━━ READING TEXT

Im so sorry for your loss of Cookie.


----------



## kelbonc (Aug 25, 2014)

So sorry for the loss of your beautiful girl. RIP Cookie.


----------



## Loneforce (Feb 12, 2012)

I am sorry for your loss of Cookie  She was beautiful


----------



## Shade (Feb 20, 2012)

I'm very sorry for your loss :hugs:


----------



## Ruger Monster (Jan 29, 2015)

Very sorry for the loss of your beautiful girl.


----------



## Linda1270 (Sep 7, 2012)

My sincere condolences on the loss of your beloved Cookie. She was a beauty. I hope that your memories of happy times together comfort you in the days ahead. Run free Cookie.....R.I.P.


----------



## BARBIElovesSAILOR (Aug 11, 2014)

━━━━
━━ DATA

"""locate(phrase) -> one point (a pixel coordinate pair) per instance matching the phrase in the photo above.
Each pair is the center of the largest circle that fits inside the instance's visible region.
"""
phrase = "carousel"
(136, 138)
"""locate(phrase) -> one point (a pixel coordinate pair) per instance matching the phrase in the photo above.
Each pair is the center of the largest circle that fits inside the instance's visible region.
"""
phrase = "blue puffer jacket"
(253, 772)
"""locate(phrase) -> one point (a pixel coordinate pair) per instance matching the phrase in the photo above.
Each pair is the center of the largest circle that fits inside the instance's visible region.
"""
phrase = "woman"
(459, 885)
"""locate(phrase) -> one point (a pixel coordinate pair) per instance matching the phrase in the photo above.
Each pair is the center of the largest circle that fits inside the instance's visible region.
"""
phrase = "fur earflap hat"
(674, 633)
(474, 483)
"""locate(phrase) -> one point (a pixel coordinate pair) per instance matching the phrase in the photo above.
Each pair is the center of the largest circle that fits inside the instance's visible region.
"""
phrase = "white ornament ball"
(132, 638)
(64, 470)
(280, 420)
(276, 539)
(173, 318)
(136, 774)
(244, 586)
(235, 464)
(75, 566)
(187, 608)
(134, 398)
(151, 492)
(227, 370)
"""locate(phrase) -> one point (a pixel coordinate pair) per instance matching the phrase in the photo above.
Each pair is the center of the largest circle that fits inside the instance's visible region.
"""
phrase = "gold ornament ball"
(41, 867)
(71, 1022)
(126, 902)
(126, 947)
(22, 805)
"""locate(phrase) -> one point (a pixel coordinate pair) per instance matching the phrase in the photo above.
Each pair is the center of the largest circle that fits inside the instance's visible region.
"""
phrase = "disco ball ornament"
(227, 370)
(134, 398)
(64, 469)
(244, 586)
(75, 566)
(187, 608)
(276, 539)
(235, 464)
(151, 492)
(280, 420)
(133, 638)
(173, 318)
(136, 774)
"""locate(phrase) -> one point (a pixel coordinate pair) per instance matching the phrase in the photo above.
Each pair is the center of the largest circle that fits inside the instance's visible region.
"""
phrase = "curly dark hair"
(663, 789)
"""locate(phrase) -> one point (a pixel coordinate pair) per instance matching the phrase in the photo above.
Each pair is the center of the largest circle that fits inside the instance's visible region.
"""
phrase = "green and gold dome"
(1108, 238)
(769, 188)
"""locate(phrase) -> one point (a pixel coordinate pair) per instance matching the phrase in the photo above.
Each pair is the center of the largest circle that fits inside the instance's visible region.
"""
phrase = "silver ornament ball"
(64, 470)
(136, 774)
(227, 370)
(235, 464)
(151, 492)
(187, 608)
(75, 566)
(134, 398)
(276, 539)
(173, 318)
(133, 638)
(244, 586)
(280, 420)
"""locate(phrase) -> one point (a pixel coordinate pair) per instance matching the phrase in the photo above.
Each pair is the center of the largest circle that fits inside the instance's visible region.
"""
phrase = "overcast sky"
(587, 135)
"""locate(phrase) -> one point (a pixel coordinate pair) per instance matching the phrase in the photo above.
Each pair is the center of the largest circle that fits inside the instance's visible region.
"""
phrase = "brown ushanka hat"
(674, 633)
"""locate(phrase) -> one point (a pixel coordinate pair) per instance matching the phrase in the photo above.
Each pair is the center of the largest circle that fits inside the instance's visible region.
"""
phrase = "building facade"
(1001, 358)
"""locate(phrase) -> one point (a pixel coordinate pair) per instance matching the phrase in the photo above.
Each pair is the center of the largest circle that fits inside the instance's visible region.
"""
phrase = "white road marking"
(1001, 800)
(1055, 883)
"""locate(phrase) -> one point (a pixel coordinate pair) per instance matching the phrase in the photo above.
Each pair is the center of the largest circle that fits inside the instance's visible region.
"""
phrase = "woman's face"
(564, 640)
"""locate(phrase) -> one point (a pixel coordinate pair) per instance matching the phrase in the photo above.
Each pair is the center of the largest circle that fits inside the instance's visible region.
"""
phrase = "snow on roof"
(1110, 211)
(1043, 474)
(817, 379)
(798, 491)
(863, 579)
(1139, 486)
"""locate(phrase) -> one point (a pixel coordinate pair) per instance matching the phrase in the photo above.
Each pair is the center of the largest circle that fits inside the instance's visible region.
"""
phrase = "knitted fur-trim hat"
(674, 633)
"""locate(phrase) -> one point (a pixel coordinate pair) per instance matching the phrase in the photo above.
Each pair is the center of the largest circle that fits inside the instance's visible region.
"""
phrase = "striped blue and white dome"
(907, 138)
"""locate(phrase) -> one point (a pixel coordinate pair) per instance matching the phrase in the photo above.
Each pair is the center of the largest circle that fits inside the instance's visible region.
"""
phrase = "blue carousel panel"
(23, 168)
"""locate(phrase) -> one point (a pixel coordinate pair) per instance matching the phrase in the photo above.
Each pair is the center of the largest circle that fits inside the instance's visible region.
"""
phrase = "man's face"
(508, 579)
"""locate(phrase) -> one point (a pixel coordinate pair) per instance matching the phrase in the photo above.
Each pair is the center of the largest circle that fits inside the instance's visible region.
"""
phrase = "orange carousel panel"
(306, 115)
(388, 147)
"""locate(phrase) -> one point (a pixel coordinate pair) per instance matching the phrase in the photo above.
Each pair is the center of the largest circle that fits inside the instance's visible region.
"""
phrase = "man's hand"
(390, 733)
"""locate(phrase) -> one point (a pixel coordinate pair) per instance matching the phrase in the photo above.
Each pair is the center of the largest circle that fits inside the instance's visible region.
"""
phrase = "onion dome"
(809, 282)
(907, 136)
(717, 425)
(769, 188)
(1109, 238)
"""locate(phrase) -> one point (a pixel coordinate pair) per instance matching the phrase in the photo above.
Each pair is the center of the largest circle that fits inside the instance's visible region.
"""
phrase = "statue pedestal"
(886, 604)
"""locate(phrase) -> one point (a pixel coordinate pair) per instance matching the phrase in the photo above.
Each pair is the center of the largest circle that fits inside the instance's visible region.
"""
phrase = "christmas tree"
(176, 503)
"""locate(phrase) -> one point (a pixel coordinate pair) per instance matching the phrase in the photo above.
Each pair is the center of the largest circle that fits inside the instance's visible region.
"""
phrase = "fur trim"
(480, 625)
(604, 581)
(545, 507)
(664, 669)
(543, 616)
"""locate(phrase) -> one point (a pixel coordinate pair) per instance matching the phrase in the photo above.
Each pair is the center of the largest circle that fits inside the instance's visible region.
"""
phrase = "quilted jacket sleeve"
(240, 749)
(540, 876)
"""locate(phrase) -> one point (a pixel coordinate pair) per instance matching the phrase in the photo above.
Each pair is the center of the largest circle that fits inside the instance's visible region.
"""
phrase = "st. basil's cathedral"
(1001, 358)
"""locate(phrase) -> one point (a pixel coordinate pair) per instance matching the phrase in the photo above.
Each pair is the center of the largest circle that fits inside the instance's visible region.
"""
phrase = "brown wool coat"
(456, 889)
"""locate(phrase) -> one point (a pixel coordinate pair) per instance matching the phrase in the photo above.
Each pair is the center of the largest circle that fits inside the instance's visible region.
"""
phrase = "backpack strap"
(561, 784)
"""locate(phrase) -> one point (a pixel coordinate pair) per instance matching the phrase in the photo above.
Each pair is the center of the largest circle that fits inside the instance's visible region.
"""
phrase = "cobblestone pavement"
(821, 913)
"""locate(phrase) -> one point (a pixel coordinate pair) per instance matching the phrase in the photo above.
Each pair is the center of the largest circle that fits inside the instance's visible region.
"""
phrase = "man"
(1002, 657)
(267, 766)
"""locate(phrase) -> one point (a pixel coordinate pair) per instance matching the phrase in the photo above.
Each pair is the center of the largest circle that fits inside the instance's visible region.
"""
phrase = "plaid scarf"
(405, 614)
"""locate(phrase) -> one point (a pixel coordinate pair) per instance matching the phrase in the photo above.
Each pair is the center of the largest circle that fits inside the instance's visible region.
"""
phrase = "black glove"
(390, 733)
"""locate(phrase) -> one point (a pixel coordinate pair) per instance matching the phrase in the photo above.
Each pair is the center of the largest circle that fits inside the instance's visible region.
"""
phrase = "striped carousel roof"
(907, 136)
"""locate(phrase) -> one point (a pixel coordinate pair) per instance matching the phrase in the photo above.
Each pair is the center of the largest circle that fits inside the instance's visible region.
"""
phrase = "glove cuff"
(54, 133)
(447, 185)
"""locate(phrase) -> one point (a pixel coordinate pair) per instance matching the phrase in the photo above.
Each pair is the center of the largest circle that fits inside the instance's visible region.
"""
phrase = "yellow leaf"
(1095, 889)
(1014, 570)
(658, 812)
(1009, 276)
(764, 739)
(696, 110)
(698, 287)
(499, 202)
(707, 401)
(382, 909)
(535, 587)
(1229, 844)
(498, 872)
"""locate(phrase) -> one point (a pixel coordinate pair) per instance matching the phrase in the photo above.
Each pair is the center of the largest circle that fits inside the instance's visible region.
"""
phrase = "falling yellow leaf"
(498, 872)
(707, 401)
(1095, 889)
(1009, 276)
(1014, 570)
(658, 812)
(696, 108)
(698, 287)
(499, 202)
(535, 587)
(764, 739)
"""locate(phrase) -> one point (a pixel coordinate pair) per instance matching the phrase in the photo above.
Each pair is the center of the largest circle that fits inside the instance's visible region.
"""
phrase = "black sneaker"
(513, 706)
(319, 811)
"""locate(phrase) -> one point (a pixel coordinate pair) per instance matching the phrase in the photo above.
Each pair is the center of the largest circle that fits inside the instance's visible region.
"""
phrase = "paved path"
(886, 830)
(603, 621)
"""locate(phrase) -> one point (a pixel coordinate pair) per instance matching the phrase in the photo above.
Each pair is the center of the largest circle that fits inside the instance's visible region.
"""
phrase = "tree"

━━━━

▶ [TASKS FOR THIS EXERCISE]:
A – In the condolence thread, what does Linda1270 hope will bring comfort in the days ahead?
B – Write out the stretch of the condolence thread from "My sincere condolences" through "Run free Cookie.....R.I.P.", word for word.
Use only the condolence thread to complete these tasks, not the data.

▶ [ANSWERS BELOW]:
A – Memories of happy times together.

B –
My sincere condolences on the loss of your beloved Cookie. She was a beauty. I hope that your memories of happy times together comfort you in the days ahead. Run free Cookie.....R.I.P.